Detection examples
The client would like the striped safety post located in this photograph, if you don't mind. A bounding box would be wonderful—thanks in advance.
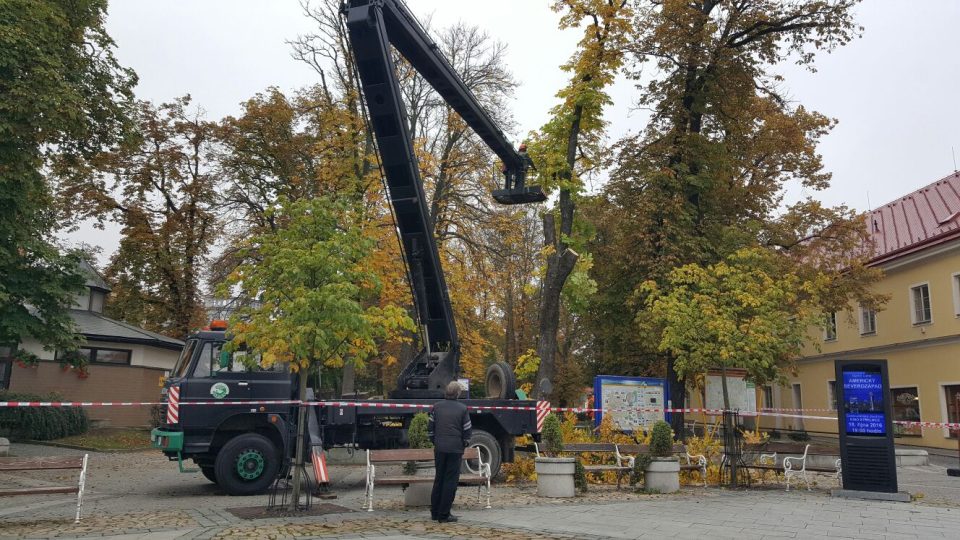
[310,446,330,486]
[167,386,180,424]
[537,401,550,433]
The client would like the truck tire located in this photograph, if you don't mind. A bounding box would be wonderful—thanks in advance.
[215,433,280,495]
[461,429,501,477]
[200,467,217,484]
[484,362,517,399]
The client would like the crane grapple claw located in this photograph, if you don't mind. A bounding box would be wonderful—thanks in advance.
[493,186,547,204]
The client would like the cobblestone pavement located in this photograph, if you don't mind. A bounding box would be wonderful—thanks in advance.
[0,445,960,540]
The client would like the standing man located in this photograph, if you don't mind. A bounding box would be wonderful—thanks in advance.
[516,143,540,188]
[427,381,473,523]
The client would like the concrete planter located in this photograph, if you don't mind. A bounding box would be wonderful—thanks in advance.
[643,457,680,493]
[403,463,437,507]
[536,457,577,497]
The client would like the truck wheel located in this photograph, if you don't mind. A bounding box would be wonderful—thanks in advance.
[462,429,500,477]
[484,362,517,399]
[215,433,280,495]
[200,467,217,484]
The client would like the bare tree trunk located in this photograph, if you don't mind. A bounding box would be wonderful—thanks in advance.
[340,362,357,397]
[533,105,583,399]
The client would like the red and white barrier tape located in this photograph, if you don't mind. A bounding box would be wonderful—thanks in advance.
[0,400,960,432]
[760,407,837,413]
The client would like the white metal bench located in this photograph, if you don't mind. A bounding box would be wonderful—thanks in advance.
[741,443,842,491]
[364,447,491,512]
[0,454,89,523]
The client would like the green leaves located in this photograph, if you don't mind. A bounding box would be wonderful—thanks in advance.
[641,248,825,392]
[219,197,414,378]
[0,0,135,348]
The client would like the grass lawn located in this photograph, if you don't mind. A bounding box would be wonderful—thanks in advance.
[52,428,150,450]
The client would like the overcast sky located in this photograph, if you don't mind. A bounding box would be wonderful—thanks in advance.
[69,0,960,262]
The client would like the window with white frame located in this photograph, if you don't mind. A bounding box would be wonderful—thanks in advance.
[823,312,837,341]
[910,283,933,324]
[860,306,877,336]
[950,272,960,317]
[763,385,773,409]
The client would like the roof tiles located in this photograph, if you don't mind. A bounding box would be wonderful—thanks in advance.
[867,173,960,261]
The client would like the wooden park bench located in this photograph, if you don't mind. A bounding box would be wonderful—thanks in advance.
[738,442,842,491]
[364,447,490,512]
[620,444,708,487]
[534,443,707,489]
[0,454,88,523]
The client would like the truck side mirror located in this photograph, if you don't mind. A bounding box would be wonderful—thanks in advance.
[220,351,231,369]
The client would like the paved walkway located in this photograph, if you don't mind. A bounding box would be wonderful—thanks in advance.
[0,445,960,540]
[0,490,960,540]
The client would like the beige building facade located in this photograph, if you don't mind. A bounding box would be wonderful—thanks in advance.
[757,174,960,448]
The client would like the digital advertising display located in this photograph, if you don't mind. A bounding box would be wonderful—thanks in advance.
[843,371,887,436]
[834,359,910,501]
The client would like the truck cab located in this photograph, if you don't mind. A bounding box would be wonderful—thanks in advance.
[151,322,536,495]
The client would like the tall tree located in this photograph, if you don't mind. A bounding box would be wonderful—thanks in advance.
[221,197,413,509]
[531,0,633,397]
[592,0,872,427]
[0,0,136,348]
[60,96,216,338]
[642,247,829,410]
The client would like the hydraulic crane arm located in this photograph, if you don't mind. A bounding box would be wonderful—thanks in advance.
[343,0,546,398]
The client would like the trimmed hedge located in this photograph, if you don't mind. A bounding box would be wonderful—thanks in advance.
[0,391,90,441]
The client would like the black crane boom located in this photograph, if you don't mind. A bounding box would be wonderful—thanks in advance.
[343,0,546,398]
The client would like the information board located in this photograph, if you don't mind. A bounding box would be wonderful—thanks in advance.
[704,369,757,413]
[593,375,667,433]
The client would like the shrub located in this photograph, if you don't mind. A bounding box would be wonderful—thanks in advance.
[150,405,167,428]
[573,458,587,493]
[407,412,433,448]
[0,391,90,441]
[650,420,673,457]
[541,413,563,456]
[403,412,433,474]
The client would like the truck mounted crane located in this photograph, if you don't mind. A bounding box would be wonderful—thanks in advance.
[151,0,546,495]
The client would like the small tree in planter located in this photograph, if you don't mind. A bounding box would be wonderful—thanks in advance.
[403,412,436,506]
[643,420,680,493]
[536,414,577,497]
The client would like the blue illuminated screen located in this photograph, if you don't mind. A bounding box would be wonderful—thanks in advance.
[843,371,887,435]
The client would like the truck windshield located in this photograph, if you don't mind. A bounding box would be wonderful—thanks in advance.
[170,339,197,377]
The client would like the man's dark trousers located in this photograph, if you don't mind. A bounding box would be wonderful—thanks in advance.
[430,450,463,520]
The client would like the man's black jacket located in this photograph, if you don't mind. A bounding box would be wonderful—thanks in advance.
[427,399,473,454]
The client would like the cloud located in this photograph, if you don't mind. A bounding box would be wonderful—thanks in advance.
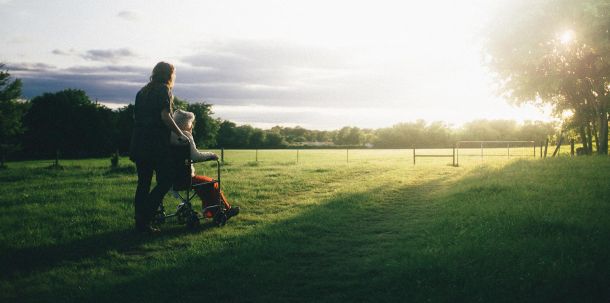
[7,63,150,103]
[117,11,140,21]
[6,62,55,73]
[80,48,135,63]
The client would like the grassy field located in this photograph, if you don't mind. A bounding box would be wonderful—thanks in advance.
[0,149,610,302]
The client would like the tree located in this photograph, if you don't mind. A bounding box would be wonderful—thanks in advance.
[265,130,288,148]
[23,89,116,157]
[486,0,610,155]
[0,64,27,167]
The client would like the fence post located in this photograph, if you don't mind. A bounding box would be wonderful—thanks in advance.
[455,142,460,166]
[544,138,549,158]
[453,144,455,166]
[532,141,536,159]
[412,145,415,165]
[53,149,59,168]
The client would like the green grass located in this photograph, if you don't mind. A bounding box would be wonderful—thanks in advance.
[0,150,610,302]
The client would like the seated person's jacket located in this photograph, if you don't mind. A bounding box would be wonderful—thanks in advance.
[169,131,214,176]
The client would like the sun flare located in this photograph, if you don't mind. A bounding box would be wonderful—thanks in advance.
[559,30,574,44]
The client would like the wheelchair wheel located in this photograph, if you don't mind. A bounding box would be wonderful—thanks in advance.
[214,211,227,227]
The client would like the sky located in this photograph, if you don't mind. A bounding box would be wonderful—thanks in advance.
[0,0,551,129]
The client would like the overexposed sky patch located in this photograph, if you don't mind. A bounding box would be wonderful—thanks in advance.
[0,0,549,129]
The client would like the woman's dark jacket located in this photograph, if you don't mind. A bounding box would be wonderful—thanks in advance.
[129,84,172,162]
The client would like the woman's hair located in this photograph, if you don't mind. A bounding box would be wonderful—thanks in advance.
[173,109,195,130]
[144,61,175,92]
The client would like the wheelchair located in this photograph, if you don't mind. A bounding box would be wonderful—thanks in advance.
[153,145,228,228]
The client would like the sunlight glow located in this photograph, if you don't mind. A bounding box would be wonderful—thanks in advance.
[559,30,574,44]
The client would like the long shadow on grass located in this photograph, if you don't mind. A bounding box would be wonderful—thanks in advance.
[8,161,610,302]
[0,224,218,278]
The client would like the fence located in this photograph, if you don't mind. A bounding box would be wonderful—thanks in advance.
[455,141,536,165]
[205,141,536,166]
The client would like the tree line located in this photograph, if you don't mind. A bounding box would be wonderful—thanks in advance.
[485,0,610,155]
[0,63,556,161]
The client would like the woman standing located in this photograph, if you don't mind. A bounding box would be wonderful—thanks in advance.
[130,62,188,232]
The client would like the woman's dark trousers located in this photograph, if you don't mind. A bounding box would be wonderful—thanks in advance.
[135,159,173,227]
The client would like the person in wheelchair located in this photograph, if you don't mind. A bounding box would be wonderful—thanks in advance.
[170,109,239,219]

## Work instructions
Render every line of the records above as a JSON list of strings, one string per line, with blank lines dropped and the pictures left out.

## Solution for this task
[
  "The client would like the striped safety post located in this photograph, if you don't mind. A bounding box would be wonderful—thanks in advance.",
  "[310,446,330,486]",
  "[167,386,180,424]",
  "[537,401,550,433]",
  "The client would like the truck tire located in this photograph, if you don't mind. A bounding box would be wonderful—thanks in advance.",
  "[215,433,280,495]",
  "[461,429,501,477]",
  "[200,467,217,484]",
  "[484,362,517,399]",
  "The client would like the crane grapple claw located in this photograph, if you don't mind. A bounding box would be wonderful—thanks in advance.",
  "[493,186,547,204]",
  "The client would like the cobblestone pavement located in this photograph, if you don't mind. A bounding box would be wonderful—thanks in advance.",
  "[0,445,960,540]",
  "The client would like the standing man located in this photograph, if you don't mind. A bounding box would be wonderful—thanks in advance.",
  "[516,143,540,188]",
  "[427,381,473,523]",
  "The client would like the concrete planter located in this photograph, if you don't mind. A bounding box would be wonderful—thanks in advance.",
  "[643,457,680,493]",
  "[403,463,437,507]",
  "[536,457,577,497]",
  "The client would like the truck wheel located in this photograph, if you don't mind. A bounding box would be wonderful—thanks in advance.",
  "[462,429,500,477]",
  "[484,362,517,399]",
  "[215,433,280,495]",
  "[200,467,217,484]",
  "The client would like the bare tree trunk located in this photograph, if you don't mind. A bounding box would be wonderful—thanks in advance.",
  "[340,362,357,397]",
  "[533,105,583,399]",
  "The client would like the red and white barrier tape located in this photograph, if you don't mind. A bounding box would be wonderful—thanks in advance.",
  "[0,400,960,432]",
  "[760,407,837,413]",
  "The client would like the white metal bench located in this photograph, if you don't mind. A bounding box would be wonderful—thanks in advance.",
  "[741,443,842,491]",
  "[364,447,491,512]",
  "[0,454,89,523]",
  "The client would like the green leaves located in this photograph, if you don't mind. A bounding box would be wonderful—thanks in advance.",
  "[641,248,825,392]",
  "[219,197,414,378]",
  "[0,0,135,348]",
  "The client would like the grass lawn located in this photograph, if you don't mind. A bounding box would be wonderful—thanks in advance.",
  "[52,428,150,450]",
  "The client would like the overcast sky located in this photograph, if you don't mind. A bounding box would be wonderful—thanks in advance.",
  "[69,0,960,262]",
  "The client would like the window with white frame located in this photograph, if you don't mind. A bounding box would be wonderful—thanks in advance.",
  "[823,312,837,341]",
  "[910,283,933,324]",
  "[860,306,877,336]",
  "[950,272,960,317]",
  "[763,385,773,409]",
  "The client would like the roof tiles located in this photograph, if you don't mind. A bounding box would be wonderful—thanks in advance.",
  "[867,173,960,261]",
  "The client would like the wooden park bench located in this photograph, if you don't mind. A bounding box would be wonderful—thanks in advance.",
  "[738,442,842,491]",
  "[364,447,490,512]",
  "[620,444,708,487]",
  "[534,443,707,489]",
  "[0,454,88,523]",
  "The client would like the truck side mirror located in this photograph, if you don't mind. A bounding box would be wonderful—thanks in advance.",
  "[220,351,231,369]",
  "The client would like the paved walkway located in this photograph, if you don't mind. A bounding box would be wonderful—thanks in advance.",
  "[0,445,960,540]",
  "[0,490,960,540]",
  "The client would like the beige building facade located in this photograph, if you don't mind. A bounding box would be wonderful—thanks in advance.",
  "[757,174,960,448]",
  "The client would like the digital advertising display located in this photograph, if you don't mind. A bounding box would be wonderful—thanks in advance.",
  "[843,371,887,436]",
  "[834,359,910,501]",
  "The client would like the truck cab located in this photograph, if you don't mind. A bounding box would be wonderful—thanks in advance.",
  "[151,322,536,495]",
  "The client would like the tall tree located in this photograph, if you don't mind. A bounding box would be wonderful—thanks in advance.",
  "[221,197,413,509]",
  "[531,0,633,397]",
  "[592,0,872,427]",
  "[0,0,136,348]",
  "[60,96,216,338]",
  "[642,247,829,410]",
  "The client would like the hydraulic crane arm located in this photograph, if you don't mind. A bounding box would be wonderful—thanks in advance.",
  "[343,0,546,398]",
  "The client would like the trimmed hedge located in this photograph, if you don't mind. A bounding box would be wonderful—thanks in advance.",
  "[0,391,90,441]",
  "The client would like the black crane boom located in this photograph, if you don't mind. A bounding box would be wonderful—thanks in advance.",
  "[343,0,546,398]",
  "The client would like the information board located in this photograph, if you don't mind. A bounding box would be wonderful—thanks in advance.",
  "[704,369,757,413]",
  "[593,375,667,433]",
  "The client would like the shrub located in this photograph, if you don't mind. A bounding box would be wonderful—thanks in advance.",
  "[150,405,167,428]",
  "[573,458,587,493]",
  "[407,412,433,448]",
  "[0,391,90,441]",
  "[650,420,673,457]",
  "[541,413,563,456]",
  "[403,412,433,474]",
  "The client would like the truck mounted crane located in this photograph, if you don't mind. A bounding box would be wonderful—thanks in advance.",
  "[151,0,546,495]",
  "The client would like the small tree in planter located in this photograph, if you don't mind. A bounding box would be wonderful—thanks in advance.",
  "[403,412,436,506]",
  "[643,420,680,493]",
  "[536,414,577,497]",
  "The client would like the blue illuminated screen located in this photograph, if you don't mind. A bounding box would be wonderful—thanks in advance.",
  "[843,371,887,435]",
  "The client would like the truck windshield located in this photograph, if you don't mind. A bounding box would be wonderful—thanks in advance.",
  "[170,339,197,377]",
  "The client would like the man's dark trousers located in this photograph, if you don't mind. A bounding box would be wonderful—thanks in advance.",
  "[430,450,463,520]",
  "The client would like the man's black jacket located in this photograph, if you don't mind. A bounding box would be wonderful—thanks in advance.",
  "[427,399,473,454]",
  "The client would like the cloud located in this photograph, if you don't mind. A bounding box would be wonderful—thanks in advance.",
  "[7,63,150,103]",
  "[117,11,140,21]",
  "[6,62,55,73]",
  "[80,48,135,63]",
  "The client would like the grassy field located in this photograph, if you don't mind. A bounding box would be wonderful—thanks in advance.",
  "[0,149,610,302]",
  "The client would like the tree located in this photograph, if you don't mind. A bounding box would be wonderful—thanks in advance.",
  "[265,130,288,148]",
  "[23,89,116,157]",
  "[486,0,610,155]",
  "[0,64,27,167]",
  "The client would like the fence post located in this photograph, if you don't mind. A bounding box would be wonderful—thanks in advance.",
  "[455,142,460,166]",
  "[544,138,549,158]",
  "[453,144,455,166]",
  "[532,141,536,159]",
  "[412,145,415,165]",
  "[53,149,59,168]",
  "The client would like the green grass located in this photograph, if you don't mind. A bounding box would be wonderful—thanks in advance.",
  "[0,150,610,302]",
  "The client would like the seated person's jacket located in this photograph, if you don't mind. A bounding box would be wonderful—thanks in advance.",
  "[169,131,214,176]",
  "The client would like the sun flare located in this photograph, if you don't mind. A bounding box would be wonderful—thanks in advance.",
  "[559,30,574,44]",
  "The client would like the wheelchair wheel located in this photograph, if you don't mind. A bounding box would be wonderful—thanks in advance.",
  "[214,211,227,227]",
  "The client would like the sky located in this photograph, if you don't mind. A bounding box would be wonderful—thanks in advance.",
  "[0,0,551,129]",
  "The client would like the overexposed sky patch located in this photograph, if you don't mind. A bounding box would be wonderful—thanks in advance.",
  "[0,0,549,129]",
  "The client would like the woman's dark jacket located in this photograph, if you don't mind. A bounding box would be wonderful—thanks in advance.",
  "[129,84,172,162]",
  "The client would like the woman's hair located in this photograph, if you don't mind. A bounding box would be wonderful—thanks in advance.",
  "[173,109,195,130]",
  "[144,61,175,92]",
  "The client would like the wheelchair located in this photograph, if you don't mind. A bounding box would be wonderful—thanks in advance.",
  "[153,145,228,228]",
  "The client would like the sunlight glow located in this photograph, if you don't mind. A bounding box would be wonderful—thanks in advance.",
  "[559,30,574,44]",
  "The client would like the long shadow on grass located in this photograph, if you don't mind. A bounding box would be wonderful—thanks in advance.",
  "[8,161,610,302]",
  "[0,224,218,278]",
  "The client would like the fence located in this photograph, if you don't mind. A bounding box would be wonderful—thanks in advance.",
  "[455,141,536,165]",
  "[205,141,536,166]",
  "The client would like the tree line located in this photograph, if you don't mind. A bounding box would be wonderful—thanks in advance.",
  "[485,0,610,155]",
  "[0,63,556,161]",
  "The client would like the woman standing located in this photograph, if you don't mind. A bounding box would be wonderful—thanks in advance.",
  "[130,62,188,232]",
  "The client would like the woman's dark trousers located in this photograph, if you don't mind. A bounding box would be wonderful—thanks in advance.",
  "[135,159,173,227]",
  "The client would like the person in wheelchair located in this photograph, if you don't mind. A bounding box would be wonderful—thanks in advance.",
  "[170,109,239,219]"
]